Supplied text:
* * *
= Aline Ehrlich =

German-born biologist (1928–1991)

Aline Ehrlich, née Buchbinder (26 December 1928 – 5 February 1991), was a German-born freshwater biologist and geologist, recognized for her work on diatoms. She taught at the University of Paris, and then worked for twenty years for the Geological Survey of Israel, compiling the Atlas of the Inland-water Diatom Flora of Israel, which was published posthumously by the Israel Academy of Sciences and Humanities.

==Early life and education==
Ehrlich was born in Berlin, Germany, on 26 December 1928. In 1938, when Ehrlich was ten, the family moved to hide from the Nazis in a small southern French village during the German occupation. She completed her secondary education in Pau, France. Ehrlich studied many subjects including chemistry, geology, botany and zoology at the University of Paris. It was at the university that Ehrlich developed her particular interest in diatoms.
* * *
Point-per-instance localization data:
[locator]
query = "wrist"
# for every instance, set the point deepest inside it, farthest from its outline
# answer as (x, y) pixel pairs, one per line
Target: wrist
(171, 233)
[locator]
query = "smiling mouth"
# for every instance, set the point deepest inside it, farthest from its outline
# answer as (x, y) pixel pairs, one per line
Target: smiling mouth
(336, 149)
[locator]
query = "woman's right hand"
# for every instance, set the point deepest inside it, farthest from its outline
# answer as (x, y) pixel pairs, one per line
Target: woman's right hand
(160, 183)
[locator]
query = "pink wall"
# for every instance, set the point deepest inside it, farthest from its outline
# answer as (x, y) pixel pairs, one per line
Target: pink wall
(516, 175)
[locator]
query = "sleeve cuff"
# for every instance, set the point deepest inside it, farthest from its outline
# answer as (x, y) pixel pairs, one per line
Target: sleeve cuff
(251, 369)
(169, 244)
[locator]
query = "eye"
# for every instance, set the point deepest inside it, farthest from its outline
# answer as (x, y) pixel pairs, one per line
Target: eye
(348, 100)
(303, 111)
* * *
Exercises to complete:
1. In the Aline Ehrlich biography, in which town did she finish her secondary education?
2. Continue the Aline Ehrlich biography from its last sentence.

Results by task:
1. Pau, France.

2.
==Career==
Ehrlich taught in the geology department at the University of Paris, but in addition was also a high school biology teacher. In 1969 Ehrlich left her position with the Geological Department at the University of Paris and moved to Israel to work for the Geological Survey of Israel, where she remained for 20 years. She had had a childhood dream of living in Jerusalem. Ehrlich investigated distributions of calcareous nannofossils across inland Israel, and their use in stratigraphy. She also co-authored bibliographies of work on the geology of Lebanon and  Syria. She compiled the Atlas of the Inland-water Diatom Flora of Israel before she died, although it was published posthumously, in 1995, by the Israel Academy of Sciences and Humanities, in the Flora Palaestina series.

Ehrlich was multi-lingual, speaking German, French, English, Russian and Hebrew.

Ehrlich died in 1991 aged 63, “after a severe and long-lasting disease”.

==Publications==
- Ehrlich, A. (Aline)., Aḳademyah ha-leʼumit ha-Yiśreʼelit le-madaʻim., Makhon ha-geʼologi (Israel). (1995). Atlas of the inland-water diatom flora of Israel. Jerusalem: Geological Survey of Israel.